Required actions:
a: Reproduce word for word the portion of the passage on Flint's water that opens with the words containing "Both Detroit and" and closes with "already hooked in.".
b: According to the passage on Flint's water, which company was allowed to return to the Detroit water source after complaining that Flint River water was rusting its parts?

Reading passage:
◆ ◆ ◆ ◆ ◆
Privatization: to transfer from public or government control or ownership to private enterprise
FLINT, MI — In 2001, the notorious right-wing think tank, Mackinac Center for Public Policy, devoted their quarterly magazine “Michigan Privatization Report” to the city of Detroit. The menu of articles dealt with everything from Detroit’s Emergency system, their DOT (mass transit, bus service), to the mammoth water treatment plant that services multiple counties in lower Michigan. The article was a wish list, extolling the virtues of corporate takeover of these public assets.
In 2011, corporate and financial capital scrambled to pass a new and improved Emergency Manager law laying the basis for a corporate coup d’état. An unelected Emergency Manager was dispatched to municipalities and school districts by the governor. The Emergency Manager is empowered to replace local elected officials, dissolve union contracts and, oh by the way, sell off precious public assets without a vote or say so by the people or their local elected officials.
Both Detroit and Flint’s municipal water systems are in the hands of a “Regional Authority” through a lease (Detroit) or outright takeover (Flint). In both cases, Emergency Manager orchestrated the moves. Experts warn that these transfers become easy pickings for outright corporate takeover, not to mention the investment banks and bondholders already hooked in.
Whose Water? Our Water! Reclaim the Commons
In Flint, residents have been experiencing living Hell ever since the Emergency Manager ordered the switch from Detroit as a water source to Flint River water. Numerous health problems include rashes, loss of hair, and severe physical side effects. Chlorine smells and brown water are common occurrences, while we’re told the water is SAFE! Letters from the city warning residents of excessive levels of cancer causing TTHMs in the water advise that “elderly, infants, and those with compromised immune systems should consult their doctor”.
Many residents opted to independently test their water only to find dangerous levels of lead and copper as well. When General Motors cried foul because Flint River water was rusting their parts, they were allowed to return to the Detroit water source. Residents demanded the same option, but were told it was “inconceivable”.
◆ ◆ ◆ ◆ ◆
Stored data:
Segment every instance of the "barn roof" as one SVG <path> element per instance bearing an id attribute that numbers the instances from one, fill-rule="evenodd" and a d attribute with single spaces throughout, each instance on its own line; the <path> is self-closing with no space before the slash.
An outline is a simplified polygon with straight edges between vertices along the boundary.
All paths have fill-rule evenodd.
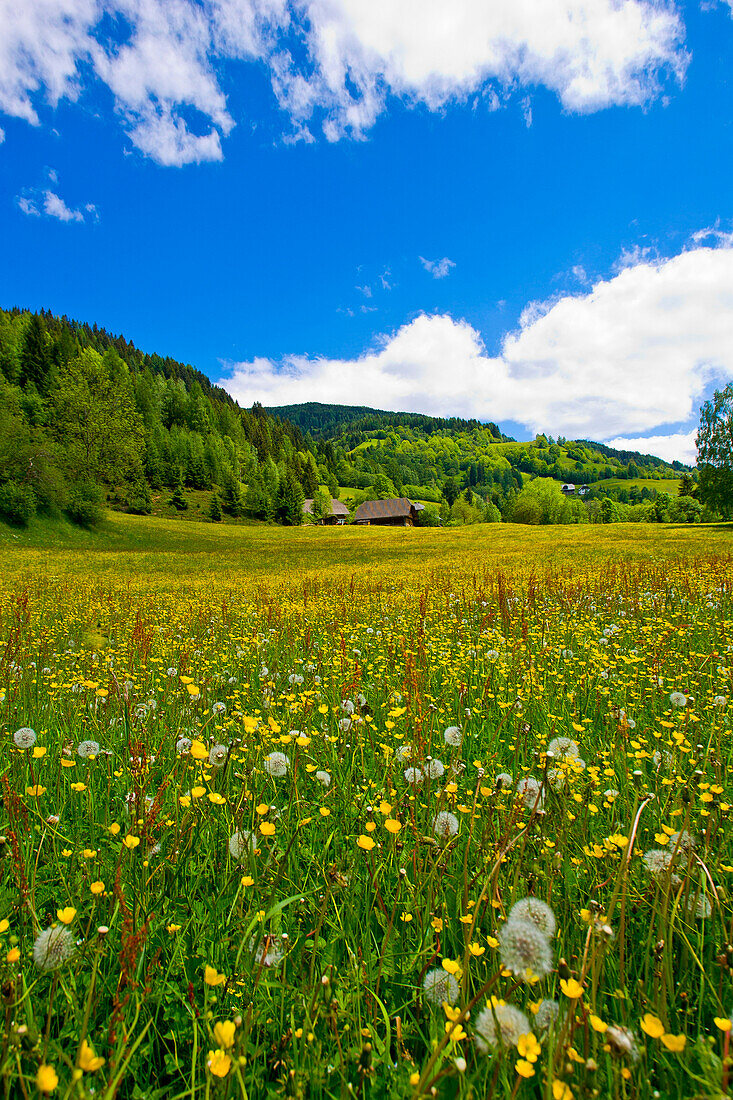
<path id="1" fill-rule="evenodd" d="M 353 514 L 360 519 L 396 519 L 400 516 L 412 516 L 415 505 L 406 496 L 397 496 L 392 501 L 364 501 Z"/>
◆ ◆ ◆ ◆ ◆
Answers to the exercise:
a:
Both Detroit and Flint’s municipal water systems are in the hands of a “Regional Authority” through a lease (Detroit) or outright takeover (Flint). In both cases, Emergency Manager orchestrated the moves. Experts warn that these transfers become easy pickings for outright corporate takeover, not to mention the investment banks and bondholders already hooked in.

b: General Motors